Keeping each line exactly as it is, output all of the records.
(Raw data Opens)
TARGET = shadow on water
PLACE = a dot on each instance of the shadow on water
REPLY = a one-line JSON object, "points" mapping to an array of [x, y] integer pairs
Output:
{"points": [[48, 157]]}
(Raw data Closes)
* _Answer for this exercise_
TARGET = shadow on water
PLACE = a dot on each instance of the shadow on water
REPLY = a one-line JSON object, "points" mapping to an array of [x, y] integer pairs
Output:
{"points": [[48, 157]]}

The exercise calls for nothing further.